───── Passage for review
Thread: Intersect/Union X AND/OR

Intersect/Union X AND/OR

From
Thiago Godoi
Date:
Hi all,

I found this presentation from B.  Momjian:

http://momjian.us/main/writings/pgsql/performance.pdf

I'm interested in what he said about " Intersect/Union X AND/OR " , Can I find a transcription or a video of this presentation? Can anyone explain it to me?

Thanks,

Thiago Godoi


 

Re: Intersect/Union X AND/OR

From
Bruce Momjian
Date:
Thiago Godoi wrote:
> Hi all,
>
> I found this presentation from B.  Momjian:
>
> http://momjian.us/main/writings/pgsql/performance.pdf
>
> I'm interested in what he said about " Intersect/Union X AND/OR " , Can I
> find a transcription or a video of this presentation? Can anyone explain it
> to me?

Well, there is a recording of the webcast on the EnterpriseDB web site,
but I am afraid they only allow viewing of 3+ hour webcasts by
EnterpriseDB customers.

The idea is that a query that uses an OR can be rewritten as two SELECTs
with a UNION between them.  I have seen rare cases where this is a win,
so I mentioned it in that talk.  Intersection is similarly possible for
AND in WHERE clauses.

--
  Bruce Momjian  <bruce@momjian.us>        http://momjian.us
  EnterpriseDB                             http://enterprisedb.com

  + It's impossible for everything to be true. +

Re: Intersect/Union X AND/OR

From
Merlin Moncure
Date:
On Fri, Dec 2, 2011 at 1:49 PM, Bruce Momjian <bruce@momjian.us> wrote:
> Thiago Godoi wrote:
>> Hi all,
>>
>> I found this presentation from B.  Momjian:
>>
>> http://momjian.us/main/writings/pgsql/performance.pdf
>>
>> I'm interested in what he said about " Intersect/Union X AND/OR " , Can I
>> find a transcription or a video of this presentation? Can anyone explain it
>> to me?
>
> Well, there is a recording of the webcast on the EnterpriseDB web site,
> but I am afraid they only allow viewing of 3+ hour webcasts by
> EnterpriseDB customers.
>
> The idea is that a query that uses an OR can be rewritten as two SELECTs
> with a UNION between them.  I have seen rare cases where this is a win,
> so I mentioned it in that talk.  Intersection is similarly possible for
> AND in WHERE clauses.

I've seen this as well.  Also boolean set EXCEPT is useful as well in
the occasional oddball case.

merlin

Re: Intersect/Union X AND/OR

From
Thiago Godoi
Date:
Thanks for the answers.

I found one of these cases , but I'm trying to understand this. Why the performance is better? The number of tuples is making the difference?

My original query :

select table1.id
from table1, (select function(12345) id) table2
where table1.kind = 1234
and table1.id = table2.id

"Nested Loop  (cost=0.00..6.68 rows=1 width=12)"
"  Join Filter: ()"
"  ->  Seq Scan on recorte  (cost=0.00..6.39 rows=1 width=159)"
"        Filter: (id = 616)"
"  ->  Result  (cost=0.00..0.26 rows=1 width=0)"
──────────
## Task instructions
Copy the thread above word for word, from "Thread: Intersect/Union X" up to and including "explain it to me?".
───── Recorded information
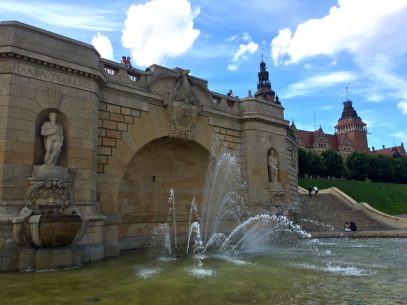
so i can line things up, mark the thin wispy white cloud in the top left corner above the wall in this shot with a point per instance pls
(63, 15)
──────────
## Result of the task
Thread: Intersect/Union X AND/OR

Intersect/Union X AND/OR

From
Thiago Godoi
Date:
Hi all,

I found this presentation from B.  Momjian:

http://momjian.us/main/writings/pgsql/performance.pdf

I'm interested in what he said about " Intersect/Union X AND/OR " , Can I find a transcription or a video of this presentation? Can anyone explain it to me?